_Page extract_:
Ah, so finally, at 7.25p.m. the Chief Minister arrived. Strange, no stains on his clothes. No dirt on his fingers. I guess somebody else must have repaired the car for him. Ha ha...


With the CM now present, the programme finally got on its way. I was holding on to my breath when Thuan Chye gave his speech. Would he, or won't he? Those who were there at his last official book launch at Clove Hall in Penang last year would remember that he had let rip with an expletive aimed at Guan Eng's direction. All in good, clean fun, but still he managed to shock everyone, including his guest. But there was no repetition here. Thuan Chye kept his speech very tame, I must say, perhaps leaving it to the CM to provide the fireworks. And at last, Guan Eng spoke. I think he was less prepared to speak at this book launch as compared to last year. But he did speak well off-the-cuff and he made quite a lot of mention of the Penang Club fiasco. The crowd hung onto every word he said.


And as can be seen, the crowd had swelled until it was only standing room at the back of the Loke Thye Kee. My estimate: about a 200-strong presence. Oh, by the way, Ban Seang, the air-conditioning was not powerful enough. Maybe you should consider installing more powerful units if you plan to have more functions like this in the future.

_Material_:
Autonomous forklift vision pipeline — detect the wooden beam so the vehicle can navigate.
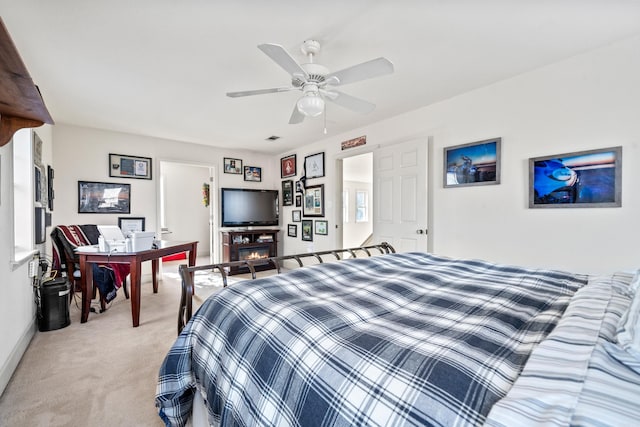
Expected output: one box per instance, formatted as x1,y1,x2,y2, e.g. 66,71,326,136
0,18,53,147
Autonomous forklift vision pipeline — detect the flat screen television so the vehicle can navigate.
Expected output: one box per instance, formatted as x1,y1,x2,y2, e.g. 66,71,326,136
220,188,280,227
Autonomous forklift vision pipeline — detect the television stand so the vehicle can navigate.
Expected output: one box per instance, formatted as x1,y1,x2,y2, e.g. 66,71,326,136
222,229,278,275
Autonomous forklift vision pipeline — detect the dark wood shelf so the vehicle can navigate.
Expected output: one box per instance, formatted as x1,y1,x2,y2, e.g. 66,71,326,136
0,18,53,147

---

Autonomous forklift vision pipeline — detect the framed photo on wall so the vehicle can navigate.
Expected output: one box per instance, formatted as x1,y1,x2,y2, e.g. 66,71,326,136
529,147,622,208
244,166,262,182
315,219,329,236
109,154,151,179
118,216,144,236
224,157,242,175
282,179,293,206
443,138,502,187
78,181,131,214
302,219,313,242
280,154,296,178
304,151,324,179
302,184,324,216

_What needs to be done_: Condense the paragraph of the book launch account that begins "With the CM now present" into a short bulleted list that keeps its main facts.

_Result_:
- The program began once the CM arrived.
- The writer wondered whether Thuan Chye would repeat what happened at his book launch at Clove Hall in Penang the year before, when he shocked everyone with an expletive aimed at Guan Eng.
- This time Thuan Chye's speech was very tame.
- Guan Eng seemed less prepared than the year before, but he spoke well off the cuff.
- He mentioned the Penang Club fiasco often.
- The crowd hung onto every word he said.